- Problem description:
Restate word for word the lines that run from the one containing "Pin a point on every instance of the pink cycling helmet" to the last line of the data, both ends included.

Point localization data:
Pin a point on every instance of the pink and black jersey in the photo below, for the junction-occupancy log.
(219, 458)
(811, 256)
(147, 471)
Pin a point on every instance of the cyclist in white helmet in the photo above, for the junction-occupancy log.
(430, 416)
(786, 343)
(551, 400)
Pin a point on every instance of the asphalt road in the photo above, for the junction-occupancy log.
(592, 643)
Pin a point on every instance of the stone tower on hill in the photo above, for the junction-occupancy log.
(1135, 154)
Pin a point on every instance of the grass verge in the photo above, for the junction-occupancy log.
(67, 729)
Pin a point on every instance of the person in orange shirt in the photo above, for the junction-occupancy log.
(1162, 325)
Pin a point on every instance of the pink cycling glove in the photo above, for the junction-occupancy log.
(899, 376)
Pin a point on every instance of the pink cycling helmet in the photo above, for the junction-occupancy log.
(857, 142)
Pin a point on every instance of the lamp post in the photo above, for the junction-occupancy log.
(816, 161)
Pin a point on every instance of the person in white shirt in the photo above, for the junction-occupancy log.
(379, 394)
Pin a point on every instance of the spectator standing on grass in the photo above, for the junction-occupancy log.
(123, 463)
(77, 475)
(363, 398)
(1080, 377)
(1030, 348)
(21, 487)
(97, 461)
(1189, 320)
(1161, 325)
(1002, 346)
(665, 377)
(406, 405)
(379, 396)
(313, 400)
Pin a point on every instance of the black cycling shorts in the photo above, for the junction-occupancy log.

- Written answer:
Pin a point on every instance of the pink cycling helmet in the photo above, for the junction-occupancy log.
(857, 142)
Pin a point on every instance of the lamp post in the photo above, for the junction-occupancy log.
(816, 161)
Pin a point on every instance of the person in white shirt in the photo above, for the junction-occupancy log.
(379, 394)
Pin a point on every instance of the spectator standing on grass in the photo above, for the junction-occupancy log.
(123, 463)
(77, 475)
(363, 398)
(1080, 377)
(1030, 348)
(21, 487)
(97, 461)
(1189, 320)
(1161, 325)
(1002, 346)
(665, 377)
(406, 405)
(379, 396)
(313, 400)
Pin a point on every instance of the black cycling shorts in the photo above, for the junction-occupancy log.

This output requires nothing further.